Data provided
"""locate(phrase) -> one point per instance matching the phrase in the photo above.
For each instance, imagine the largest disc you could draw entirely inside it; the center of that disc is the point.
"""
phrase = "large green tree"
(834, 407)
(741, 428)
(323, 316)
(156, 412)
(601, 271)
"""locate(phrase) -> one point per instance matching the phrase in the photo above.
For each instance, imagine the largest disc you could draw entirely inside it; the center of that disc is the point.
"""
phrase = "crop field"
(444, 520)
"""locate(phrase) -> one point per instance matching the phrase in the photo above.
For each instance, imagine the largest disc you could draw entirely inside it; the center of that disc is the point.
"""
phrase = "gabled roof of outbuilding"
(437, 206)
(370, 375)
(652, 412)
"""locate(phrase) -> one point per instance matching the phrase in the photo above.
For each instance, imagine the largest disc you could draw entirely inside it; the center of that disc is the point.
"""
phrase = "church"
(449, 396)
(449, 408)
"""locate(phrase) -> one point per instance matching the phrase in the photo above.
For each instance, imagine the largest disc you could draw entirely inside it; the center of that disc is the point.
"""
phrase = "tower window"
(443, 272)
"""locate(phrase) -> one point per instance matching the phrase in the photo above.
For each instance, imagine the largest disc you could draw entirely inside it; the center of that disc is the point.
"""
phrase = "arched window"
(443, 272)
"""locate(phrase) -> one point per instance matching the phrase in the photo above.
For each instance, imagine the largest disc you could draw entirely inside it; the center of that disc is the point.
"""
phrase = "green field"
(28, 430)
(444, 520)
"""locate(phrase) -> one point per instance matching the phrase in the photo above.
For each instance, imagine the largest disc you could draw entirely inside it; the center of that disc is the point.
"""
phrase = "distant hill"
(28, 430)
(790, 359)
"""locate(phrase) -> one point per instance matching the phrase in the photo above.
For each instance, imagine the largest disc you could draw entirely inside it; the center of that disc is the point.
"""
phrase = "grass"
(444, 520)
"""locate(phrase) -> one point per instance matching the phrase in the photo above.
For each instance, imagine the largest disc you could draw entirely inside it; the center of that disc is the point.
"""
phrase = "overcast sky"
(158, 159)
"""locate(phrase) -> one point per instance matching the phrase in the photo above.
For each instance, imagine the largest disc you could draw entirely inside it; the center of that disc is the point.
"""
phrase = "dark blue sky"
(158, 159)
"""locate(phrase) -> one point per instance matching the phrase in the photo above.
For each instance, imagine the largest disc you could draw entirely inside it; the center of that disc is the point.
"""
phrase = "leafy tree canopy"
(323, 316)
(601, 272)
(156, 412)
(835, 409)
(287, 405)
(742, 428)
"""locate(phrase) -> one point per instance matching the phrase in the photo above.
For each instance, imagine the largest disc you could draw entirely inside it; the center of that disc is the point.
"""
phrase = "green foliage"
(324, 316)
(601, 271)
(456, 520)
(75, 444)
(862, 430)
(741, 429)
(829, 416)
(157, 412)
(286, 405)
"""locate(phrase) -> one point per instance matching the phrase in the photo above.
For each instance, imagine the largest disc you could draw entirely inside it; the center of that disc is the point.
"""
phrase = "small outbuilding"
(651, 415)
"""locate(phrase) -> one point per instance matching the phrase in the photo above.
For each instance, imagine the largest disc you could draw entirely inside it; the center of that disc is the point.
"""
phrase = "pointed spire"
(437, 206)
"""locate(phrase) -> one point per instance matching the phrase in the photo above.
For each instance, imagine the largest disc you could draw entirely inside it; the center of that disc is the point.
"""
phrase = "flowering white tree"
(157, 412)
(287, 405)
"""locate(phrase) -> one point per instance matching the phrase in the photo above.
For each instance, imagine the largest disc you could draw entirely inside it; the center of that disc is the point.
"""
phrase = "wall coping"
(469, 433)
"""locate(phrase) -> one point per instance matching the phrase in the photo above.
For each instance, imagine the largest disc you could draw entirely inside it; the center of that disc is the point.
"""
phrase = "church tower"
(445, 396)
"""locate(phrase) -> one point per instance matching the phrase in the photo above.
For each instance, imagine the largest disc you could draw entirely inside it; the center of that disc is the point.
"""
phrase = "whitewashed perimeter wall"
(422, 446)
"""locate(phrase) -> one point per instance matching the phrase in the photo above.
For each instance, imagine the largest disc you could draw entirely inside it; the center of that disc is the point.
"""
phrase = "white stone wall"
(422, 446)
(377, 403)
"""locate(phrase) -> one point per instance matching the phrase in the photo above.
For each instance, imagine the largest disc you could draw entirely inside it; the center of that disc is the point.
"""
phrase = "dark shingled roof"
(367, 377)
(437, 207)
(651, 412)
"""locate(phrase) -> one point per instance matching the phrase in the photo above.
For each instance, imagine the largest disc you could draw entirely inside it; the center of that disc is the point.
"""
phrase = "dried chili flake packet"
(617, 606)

What you should do
What is needed is an exact, complete copy of the entries above.

Task answer
"""locate(phrase) -> one point per instance matching the phrase in the photo above.
For each instance, imagine the largest disc you could draw entirely inside it; the center of that disc is the point.
"""
phrase = "large green tree"
(834, 407)
(741, 428)
(323, 316)
(156, 412)
(601, 271)
"""locate(phrase) -> one point per instance matching the phrase in the photo above.
For each instance, imagine the largest disc you could draw entirely inside it; the center of that disc is the point.
"""
phrase = "crop field"
(444, 520)
"""locate(phrase) -> one point per instance matching the phrase in the photo above.
For each instance, imagine the largest disc you could draw entirely inside it; the center of that disc is the point.
"""
phrase = "gabled roof of outbuilding"
(437, 206)
(370, 375)
(652, 412)
"""locate(phrase) -> one point per instance matching the phrase in the photo above.
For each instance, imagine the largest disc you could draw entirely inside it; the center of that disc is the point.
"""
phrase = "church"
(449, 396)
(449, 408)
"""locate(phrase) -> one point per instance matching the phrase in the photo above.
For each instance, imagine the largest disc you could draw entirely inside it; the center of that disc is the point.
"""
phrase = "tower window"
(443, 272)
"""locate(phrase) -> one point per instance matching the phrase in the photo above.
For each instance, imagine the largest disc you could draw entirely inside it; the center of that disc is the point.
"""
phrase = "arched window"
(443, 272)
"""locate(phrase) -> one point per instance matching the phrase in the photo above.
For each instance, imagine the largest disc you could draw entirely inside it; the center of that disc is the point.
"""
phrase = "green field"
(28, 430)
(444, 520)
"""locate(phrase) -> one point per instance matching the phrase in the photo above.
For each instance, imagine the largest disc you could draw entirely inside it; the center of that disc is the point.
"""
phrase = "distant hill"
(28, 430)
(790, 359)
"""locate(phrase) -> one point per instance matching the phrase in the photo above.
For each instance, imagine the largest disc you could draw entirely inside it; the center of that disc is the point.
"""
phrase = "grass"
(444, 520)
"""locate(phrase) -> one point per instance matching the phrase in the photo above.
For each instance, imagine the largest disc you could draw entirely inside it; the center of that disc is the point.
"""
phrase = "overcast sky"
(158, 159)
"""locate(phrase) -> one point per instance matching the phrase in the photo above.
For each instance, imagine the largest disc you could draw entirely inside it; the center of that disc is the point.
"""
phrase = "dark blue sky"
(158, 159)
"""locate(phrase) -> one point per instance matching the phrase in the photo above.
For each instance, imagine the largest disc you could draw entirely inside it; the center of that disc is the point.
"""
phrase = "leafy tree canopy"
(323, 316)
(601, 272)
(156, 412)
(835, 409)
(287, 405)
(742, 428)
"""locate(phrase) -> one point per instance matching the phrase in the photo above.
For each instance, imagine the largest disc you could draw entirely inside it; the center of that disc is the point.
"""
phrase = "green foliage"
(324, 316)
(601, 271)
(456, 520)
(75, 444)
(862, 430)
(741, 429)
(829, 416)
(157, 412)
(286, 405)
"""locate(phrase) -> one point per instance matching the phrase in the photo above.
For each instance, imagine the largest disc you could draw entirely inside it; the center of that disc is the point.
"""
phrase = "small outbuilding"
(651, 415)
"""locate(phrase) -> one point per instance matching the phrase in the photo above.
For each instance, imagine the largest disc you could draw entirely inside it; the center of that disc is the point.
"""
phrase = "pointed spire"
(437, 206)
"""locate(phrase) -> one point per instance matching the phrase in the photo above.
For each instance, imagine the largest disc you could draw entirely inside it; the center of that disc is the point.
"""
phrase = "flowering white tree"
(157, 412)
(287, 405)
"""locate(phrase) -> one point per instance matching the phrase in the photo above.
For each instance, imagine the largest disc you could draw entirely inside it; the center of that disc is the point.
"""
phrase = "wall coping"
(469, 433)
"""locate(phrase) -> one point per instance matching the phrase in the photo above.
For each instance, imagine the largest disc you could draw entirely inside it; the center of that disc is the point.
"""
phrase = "church tower"
(445, 396)
"""locate(phrase) -> one point per instance matching the phrase in the photo above.
For each instance, imagine the largest disc you could draw entirely inside it; the center of that disc is the point.
"""
phrase = "whitewashed perimeter wall"
(422, 446)
"""locate(phrase) -> one point per instance matching the phrase in the photo above.
For each instance, imagine the largest disc you could draw entirely inside it; the center of that disc is the point.
"""
phrase = "white stone wall"
(422, 446)
(377, 403)
"""locate(phrase) -> one point per instance matching the phrase in the photo above.
For each instance, imagine the largest disc you could draw entirely inside it; the center of that disc is the point.
"""
phrase = "dark shingled roof"
(367, 377)
(437, 207)
(651, 412)
"""locate(phrase) -> one point per instance matching the phrase in the photo above.
For each instance, imagine the largest disc you could draw entirely inside it; the center of that disc is the point.
"""
phrase = "dried chili flake packet"
(617, 606)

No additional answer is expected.